▶ _STATED GOAL_
Copy verbatim the lines of the listing below, from the line that contains "Set-play tagging: locate each instance of the black" through the last line of the listing, both included.

[Source data]

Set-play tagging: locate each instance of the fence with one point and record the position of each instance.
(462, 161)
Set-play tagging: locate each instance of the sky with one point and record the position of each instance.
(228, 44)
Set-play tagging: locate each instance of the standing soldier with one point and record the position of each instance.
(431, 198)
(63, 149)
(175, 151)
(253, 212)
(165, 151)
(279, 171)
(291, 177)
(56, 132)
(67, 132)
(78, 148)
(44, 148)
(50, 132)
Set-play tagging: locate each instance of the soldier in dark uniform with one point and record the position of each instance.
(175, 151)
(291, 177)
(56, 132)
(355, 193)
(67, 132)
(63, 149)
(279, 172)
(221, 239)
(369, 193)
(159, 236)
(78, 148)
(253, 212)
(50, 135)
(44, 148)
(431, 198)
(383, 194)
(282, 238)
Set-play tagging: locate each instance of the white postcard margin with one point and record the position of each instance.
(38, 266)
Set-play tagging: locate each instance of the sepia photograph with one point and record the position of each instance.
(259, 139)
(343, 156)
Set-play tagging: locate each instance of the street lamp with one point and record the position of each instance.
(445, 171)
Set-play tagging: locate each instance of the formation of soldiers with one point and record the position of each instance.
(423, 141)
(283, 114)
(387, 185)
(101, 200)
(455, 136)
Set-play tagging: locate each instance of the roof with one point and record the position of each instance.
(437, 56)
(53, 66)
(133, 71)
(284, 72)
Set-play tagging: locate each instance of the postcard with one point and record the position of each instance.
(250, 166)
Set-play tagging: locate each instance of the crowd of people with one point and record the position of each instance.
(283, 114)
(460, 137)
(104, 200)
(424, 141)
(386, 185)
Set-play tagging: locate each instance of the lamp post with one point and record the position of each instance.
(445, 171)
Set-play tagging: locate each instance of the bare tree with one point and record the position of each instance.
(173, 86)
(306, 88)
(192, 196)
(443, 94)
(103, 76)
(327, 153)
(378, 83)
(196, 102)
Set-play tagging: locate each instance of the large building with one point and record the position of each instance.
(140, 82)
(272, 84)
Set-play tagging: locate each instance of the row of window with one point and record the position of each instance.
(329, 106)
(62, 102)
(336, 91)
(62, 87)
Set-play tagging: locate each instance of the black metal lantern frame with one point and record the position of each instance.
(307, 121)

▶ _RESULT OF THIS TASK_
Set-play tagging: locate each instance of the black metal lantern frame with one point and record the position of each instance.
(307, 121)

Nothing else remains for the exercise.